WHAT YOU HAVE TO DO: Reproduce the passage about L'Oréal's Snap Camera beauty filters from "The eight beauty" up to and including "Paris, and Maybelline.".

═════ SOURCE PASSAGE ═════

The eight beauty filters were designed for Snap’s free desktop application, Snap Camera, and promote brands including Garnier, Lancôme, L’Oréal Paris, and Maybelline.
Users with Windows or Apple computers can apply the AR filters to alter their hair and face as it appears on screen during live streams and video chats within Snap’s desktop platform. And Snap Camera is compatible with Zoom and Google Hangouts, meaning the filters can be applied by users making conference calls on those platforms, too.
This is the first branded beauty experience created for Snap’s desktop platform, which has experienced a 30-fold increase in daily downloads since the Covid-19 lockdown forced people to embrace video calling.
The filters are an opportunity for L’Oréal to stand out in a competitor-free space at a time when cosmetics brands are taking a sales hit, in the short term at least.
Data from McKinsey shows that in China, the first country to be hit by the coronavirus, beauty sales in February fell by up to 80% compared with the previous year, but in March the year-on-year decline was just 20%.
As such, L’Oreal is wise to grasp any opportunity to raise brand awareness and adapt to the changing circumstances of its customers.
The company has long been wise to AR’s potential to boost product discoverability. When ecommerce sales rose 49% in the first half of 2019, L’Oréal gave partial credit to the virtual try-on technology provided by Modiface, the tech startup it acquired a year earlier.

═════ DATA SECTION ═════

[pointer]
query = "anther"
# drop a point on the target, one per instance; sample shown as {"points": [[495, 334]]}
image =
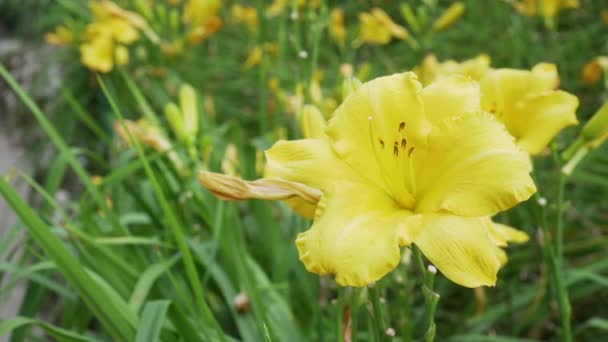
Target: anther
{"points": [[409, 154]]}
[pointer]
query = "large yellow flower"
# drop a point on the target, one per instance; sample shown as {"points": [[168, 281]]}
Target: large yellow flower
{"points": [[526, 102], [401, 164]]}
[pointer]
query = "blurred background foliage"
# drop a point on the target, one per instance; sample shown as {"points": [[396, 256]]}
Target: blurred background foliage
{"points": [[148, 254]]}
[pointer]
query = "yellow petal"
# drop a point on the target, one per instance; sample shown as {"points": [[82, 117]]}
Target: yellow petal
{"points": [[502, 89], [98, 54], [356, 234], [302, 207], [308, 161], [538, 118], [375, 128], [460, 248], [502, 234], [450, 96], [471, 167]]}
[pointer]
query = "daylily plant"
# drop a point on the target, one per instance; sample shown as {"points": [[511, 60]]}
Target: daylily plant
{"points": [[399, 164]]}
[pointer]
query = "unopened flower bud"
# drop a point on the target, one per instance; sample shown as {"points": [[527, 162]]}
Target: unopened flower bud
{"points": [[312, 122]]}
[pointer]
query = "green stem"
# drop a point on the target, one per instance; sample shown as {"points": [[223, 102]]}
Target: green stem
{"points": [[431, 298], [378, 318]]}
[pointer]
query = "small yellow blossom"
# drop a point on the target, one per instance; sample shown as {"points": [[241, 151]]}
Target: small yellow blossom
{"points": [[245, 15], [449, 17], [121, 55], [391, 169], [336, 26], [431, 69], [378, 28], [98, 54], [106, 38], [197, 12], [594, 70], [202, 18], [61, 36], [527, 103]]}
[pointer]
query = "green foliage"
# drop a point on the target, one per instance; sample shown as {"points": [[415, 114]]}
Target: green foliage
{"points": [[145, 253]]}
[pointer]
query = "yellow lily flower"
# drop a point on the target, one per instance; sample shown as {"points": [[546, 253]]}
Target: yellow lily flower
{"points": [[202, 16], [527, 104], [431, 69], [106, 37], [61, 36], [197, 12], [378, 28], [449, 17], [98, 54], [401, 164]]}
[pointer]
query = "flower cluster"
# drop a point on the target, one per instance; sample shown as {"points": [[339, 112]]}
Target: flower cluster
{"points": [[400, 163]]}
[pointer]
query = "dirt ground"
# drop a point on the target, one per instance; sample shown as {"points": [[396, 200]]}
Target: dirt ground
{"points": [[11, 157]]}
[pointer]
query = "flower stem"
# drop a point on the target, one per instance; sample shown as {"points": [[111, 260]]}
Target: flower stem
{"points": [[431, 298], [379, 325]]}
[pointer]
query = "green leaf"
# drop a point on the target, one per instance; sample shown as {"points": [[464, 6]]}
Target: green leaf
{"points": [[116, 322], [57, 333], [152, 320]]}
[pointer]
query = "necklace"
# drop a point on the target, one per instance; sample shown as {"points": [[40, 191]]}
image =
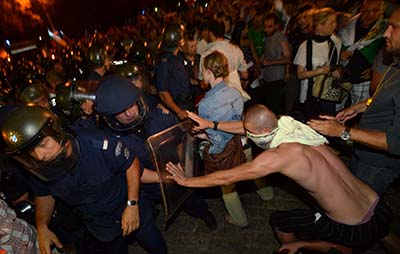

═════

YOUR RESPONSE:
The eight beauty filters were designed for Snap’s free desktop application, Snap Camera, and promote brands including Garnier, Lancôme, L’Oréal Paris, and Maybelline.